DIRECTIONS:
a) According to the article on the Met's reopening, why did Nézet-Séguin's Verdi Requiem have more impact and subtlety than James Levine's final performances? Answer in one to three sentences.
b) Copy the passage of the article on the Met's reopening starting at "About 90 minutes" and ending at "chorister Antoine Hodge.".
c) Translate this sentence from the article on the Met's reopening into Spanish: "The gap was the longest since the company began in 1883."

EXCERPT PROVIDED:
About 90 minutes later, when conductor Yannick Nézet-Séguin relaxed his arms, the 3,600 people filling the seats of the Metropolitan Opera House responded with 8 1/2 minutes of thunderous applause, bringing wide smiles and hints of tears to the 200-plus performers on stage.
For the first time in 550 days, an audience was inside the auditorium at Lincoln Center for the Performing Arts on Saturday night, attending a poignant performance of the Verdi Requiem. The night was in commemoration of the 20th anniversary of the Sept. 11, 2001, terror attacks but in fact marked much more.
The company was performing in its home for the first time since hundreds of thousands of deaths caused by the coronavirus pandemic, including Met violist Vincent Lionti, assistant conductor Joel Revzen and chorister Antoine Hodge.
It also marked the first performance in the house since the death of conductor James Levine, the Met’s towering figure of the last half-century. He died in March at 77, a little over three years after was he was fired for sexual improprieties. Verdi was a specialty, and the last of his 2,552 Met performances was the company’s previous Verdi Requiem in December 2017.
Levine’s successor as music director was on the podium. The 46-year-old Nézet-Séguin led a performance of far more impact and subtlety than Levine’s final efforts, when his conducting was hampered by Parkinson’s Disease.
Following a year of labor strife that culminated in new contracts, the Met orchestra of 90 and chorus of 120 led by chorus master Donald Palumbo showed the world-class status they reached under Levine, basking in the rapturous applause of an audience starved for live music.
The pandemic caused the Met to cancel more than 275 performances, including its entire 2020-21 season, plus an international tour. The gap was the longest since the company began in 1883.

RECORDED DATA:
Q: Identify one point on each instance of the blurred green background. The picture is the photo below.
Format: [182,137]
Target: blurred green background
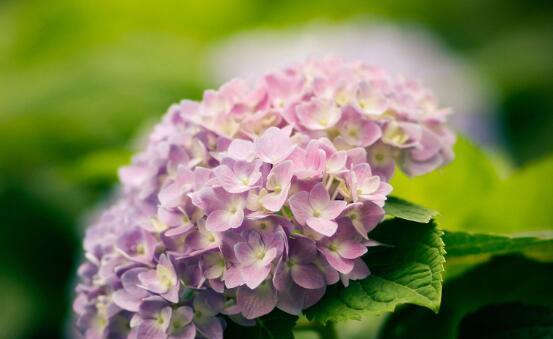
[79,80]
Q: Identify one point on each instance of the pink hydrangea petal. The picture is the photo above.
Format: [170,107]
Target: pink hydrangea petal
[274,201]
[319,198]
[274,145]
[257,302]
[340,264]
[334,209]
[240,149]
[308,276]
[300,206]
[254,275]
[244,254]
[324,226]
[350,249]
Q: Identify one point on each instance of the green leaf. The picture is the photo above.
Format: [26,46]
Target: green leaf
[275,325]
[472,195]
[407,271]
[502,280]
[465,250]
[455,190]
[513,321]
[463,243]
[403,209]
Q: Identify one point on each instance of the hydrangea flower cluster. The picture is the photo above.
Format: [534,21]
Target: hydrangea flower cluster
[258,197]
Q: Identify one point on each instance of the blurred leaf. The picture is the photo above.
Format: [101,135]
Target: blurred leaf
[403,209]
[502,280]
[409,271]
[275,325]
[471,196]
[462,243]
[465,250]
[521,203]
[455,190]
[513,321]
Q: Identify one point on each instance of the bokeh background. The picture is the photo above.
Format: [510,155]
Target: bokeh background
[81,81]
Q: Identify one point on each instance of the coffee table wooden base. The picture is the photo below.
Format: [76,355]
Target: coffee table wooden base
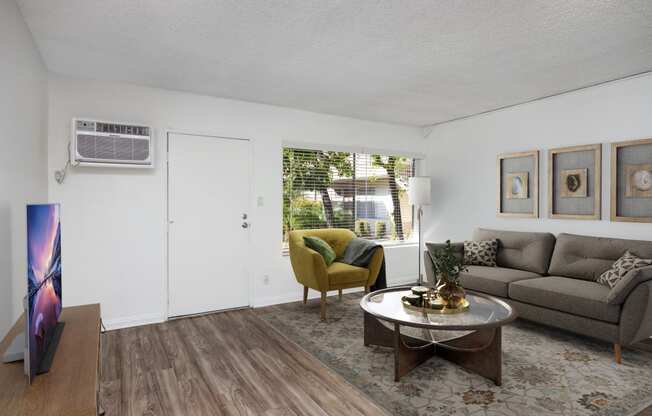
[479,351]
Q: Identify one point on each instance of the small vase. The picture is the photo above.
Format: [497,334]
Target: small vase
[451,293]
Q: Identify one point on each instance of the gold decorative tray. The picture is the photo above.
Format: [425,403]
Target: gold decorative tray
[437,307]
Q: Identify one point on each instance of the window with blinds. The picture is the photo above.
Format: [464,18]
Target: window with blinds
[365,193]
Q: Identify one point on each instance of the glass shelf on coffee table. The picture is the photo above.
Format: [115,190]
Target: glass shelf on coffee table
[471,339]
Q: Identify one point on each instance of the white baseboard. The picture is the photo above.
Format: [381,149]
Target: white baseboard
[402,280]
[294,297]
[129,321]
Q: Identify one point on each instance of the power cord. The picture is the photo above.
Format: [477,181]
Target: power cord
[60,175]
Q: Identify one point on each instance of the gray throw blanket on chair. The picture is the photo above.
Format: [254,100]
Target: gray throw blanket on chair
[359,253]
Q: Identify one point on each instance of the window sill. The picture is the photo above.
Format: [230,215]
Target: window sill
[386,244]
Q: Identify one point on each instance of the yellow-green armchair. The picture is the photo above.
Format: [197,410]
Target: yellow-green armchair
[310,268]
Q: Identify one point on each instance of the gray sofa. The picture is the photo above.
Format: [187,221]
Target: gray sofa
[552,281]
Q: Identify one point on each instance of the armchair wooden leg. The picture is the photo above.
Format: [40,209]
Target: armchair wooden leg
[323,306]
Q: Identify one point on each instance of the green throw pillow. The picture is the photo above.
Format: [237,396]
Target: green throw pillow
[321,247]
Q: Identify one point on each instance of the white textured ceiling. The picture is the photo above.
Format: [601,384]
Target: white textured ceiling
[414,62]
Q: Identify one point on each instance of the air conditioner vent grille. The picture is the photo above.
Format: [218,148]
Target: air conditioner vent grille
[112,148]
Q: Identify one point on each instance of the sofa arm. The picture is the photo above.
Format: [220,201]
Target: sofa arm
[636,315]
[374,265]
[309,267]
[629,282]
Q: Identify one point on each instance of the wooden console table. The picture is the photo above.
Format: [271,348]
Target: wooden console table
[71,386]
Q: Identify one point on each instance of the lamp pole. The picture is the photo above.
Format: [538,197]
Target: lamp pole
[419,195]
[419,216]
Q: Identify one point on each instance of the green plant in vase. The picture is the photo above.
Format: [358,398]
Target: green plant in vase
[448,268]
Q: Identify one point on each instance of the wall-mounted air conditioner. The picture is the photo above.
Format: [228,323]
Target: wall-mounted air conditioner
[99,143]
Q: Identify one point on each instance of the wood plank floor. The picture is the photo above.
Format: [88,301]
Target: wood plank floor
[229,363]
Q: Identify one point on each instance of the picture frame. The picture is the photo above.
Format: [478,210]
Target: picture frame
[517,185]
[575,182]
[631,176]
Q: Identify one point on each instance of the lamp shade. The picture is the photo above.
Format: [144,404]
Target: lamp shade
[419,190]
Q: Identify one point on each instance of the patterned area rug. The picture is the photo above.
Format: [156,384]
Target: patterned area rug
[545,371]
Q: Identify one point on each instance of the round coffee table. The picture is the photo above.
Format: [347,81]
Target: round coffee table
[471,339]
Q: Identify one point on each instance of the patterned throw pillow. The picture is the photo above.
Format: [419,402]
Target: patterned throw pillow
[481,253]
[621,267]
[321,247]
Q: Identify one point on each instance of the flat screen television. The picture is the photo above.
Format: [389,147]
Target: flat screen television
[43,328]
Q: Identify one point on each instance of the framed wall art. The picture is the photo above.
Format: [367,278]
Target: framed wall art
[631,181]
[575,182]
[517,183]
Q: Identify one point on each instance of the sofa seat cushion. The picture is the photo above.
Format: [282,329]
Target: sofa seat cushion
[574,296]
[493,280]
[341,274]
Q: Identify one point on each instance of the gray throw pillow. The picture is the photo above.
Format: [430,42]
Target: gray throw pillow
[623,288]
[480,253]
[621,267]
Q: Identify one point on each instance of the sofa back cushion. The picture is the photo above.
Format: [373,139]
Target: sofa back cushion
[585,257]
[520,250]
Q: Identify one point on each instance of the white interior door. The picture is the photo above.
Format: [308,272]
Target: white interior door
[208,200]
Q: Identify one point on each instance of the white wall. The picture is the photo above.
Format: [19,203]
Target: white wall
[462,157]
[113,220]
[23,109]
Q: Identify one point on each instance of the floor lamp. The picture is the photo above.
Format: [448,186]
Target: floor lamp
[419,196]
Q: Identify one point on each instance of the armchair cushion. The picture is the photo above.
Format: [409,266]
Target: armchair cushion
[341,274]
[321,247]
--
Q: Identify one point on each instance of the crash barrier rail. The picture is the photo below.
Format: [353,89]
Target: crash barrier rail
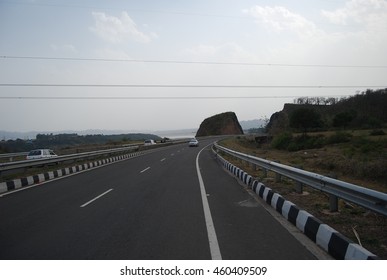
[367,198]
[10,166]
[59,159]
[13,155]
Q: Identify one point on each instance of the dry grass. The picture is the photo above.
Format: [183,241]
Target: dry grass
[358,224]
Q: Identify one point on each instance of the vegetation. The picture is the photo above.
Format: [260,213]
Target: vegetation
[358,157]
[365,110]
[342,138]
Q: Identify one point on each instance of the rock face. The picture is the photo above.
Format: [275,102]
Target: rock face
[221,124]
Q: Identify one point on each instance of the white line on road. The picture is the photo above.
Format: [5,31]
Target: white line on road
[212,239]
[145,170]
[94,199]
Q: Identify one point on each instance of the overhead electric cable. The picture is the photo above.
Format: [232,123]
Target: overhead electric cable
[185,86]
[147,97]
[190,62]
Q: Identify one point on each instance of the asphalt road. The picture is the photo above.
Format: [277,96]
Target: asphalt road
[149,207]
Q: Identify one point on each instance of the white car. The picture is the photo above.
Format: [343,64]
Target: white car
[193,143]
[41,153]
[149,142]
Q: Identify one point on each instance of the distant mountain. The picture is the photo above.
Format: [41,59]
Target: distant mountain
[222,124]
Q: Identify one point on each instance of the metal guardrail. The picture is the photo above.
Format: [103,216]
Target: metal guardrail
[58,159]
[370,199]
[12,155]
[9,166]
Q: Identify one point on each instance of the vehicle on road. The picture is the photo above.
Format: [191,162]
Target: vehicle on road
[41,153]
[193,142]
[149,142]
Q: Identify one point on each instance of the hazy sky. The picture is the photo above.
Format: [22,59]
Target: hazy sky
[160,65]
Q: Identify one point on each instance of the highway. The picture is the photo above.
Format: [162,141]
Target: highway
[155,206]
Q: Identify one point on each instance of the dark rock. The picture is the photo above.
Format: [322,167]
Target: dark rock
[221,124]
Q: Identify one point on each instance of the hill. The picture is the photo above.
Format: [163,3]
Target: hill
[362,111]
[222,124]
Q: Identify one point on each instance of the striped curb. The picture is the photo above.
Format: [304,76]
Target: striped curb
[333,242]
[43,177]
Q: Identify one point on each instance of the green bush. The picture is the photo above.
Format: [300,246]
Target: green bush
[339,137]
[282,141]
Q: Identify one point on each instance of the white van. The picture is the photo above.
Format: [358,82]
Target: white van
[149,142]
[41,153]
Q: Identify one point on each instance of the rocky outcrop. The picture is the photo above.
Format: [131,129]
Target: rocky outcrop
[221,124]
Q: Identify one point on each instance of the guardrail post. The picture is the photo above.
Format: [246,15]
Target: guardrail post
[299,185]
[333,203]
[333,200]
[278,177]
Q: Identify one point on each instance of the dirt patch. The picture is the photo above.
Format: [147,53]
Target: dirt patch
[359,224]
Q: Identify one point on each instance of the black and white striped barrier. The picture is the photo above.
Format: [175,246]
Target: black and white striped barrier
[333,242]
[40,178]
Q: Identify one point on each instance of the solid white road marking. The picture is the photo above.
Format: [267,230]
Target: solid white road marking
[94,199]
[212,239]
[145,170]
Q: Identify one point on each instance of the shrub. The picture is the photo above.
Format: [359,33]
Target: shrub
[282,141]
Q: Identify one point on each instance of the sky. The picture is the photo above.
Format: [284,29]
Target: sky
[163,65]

ANSWERS FOR THE EXERCISE:
a) Levine's conducting in his final efforts was hampered by Parkinson's Disease.

b)
About 90 minutes later, when conductor Yannick Nézet-Séguin relaxed his arms, the 3,600 people filling the seats of the Metropolitan Opera House responded with 8 1/2 minutes of thunderous applause, bringing wide smiles and hints of tears to the 200-plus performers on stage.
For the first time in 550 days, an audience was inside the auditorium at Lincoln Center for the Performing Arts on Saturday night, attending a poignant performance of the Verdi Requiem. The night was in commemoration of the 20th anniversary of the Sept. 11, 2001, terror attacks but in fact marked much more.
The company was performing in its home for the first time since hundreds of thousands of deaths caused by the coronavirus pandemic, including Met violist Vincent Lionti, assistant conductor Joel Revzen and chorister Antoine Hodge.

c) La interrupción fue la más larga desde que la compañía comenzó en 1883.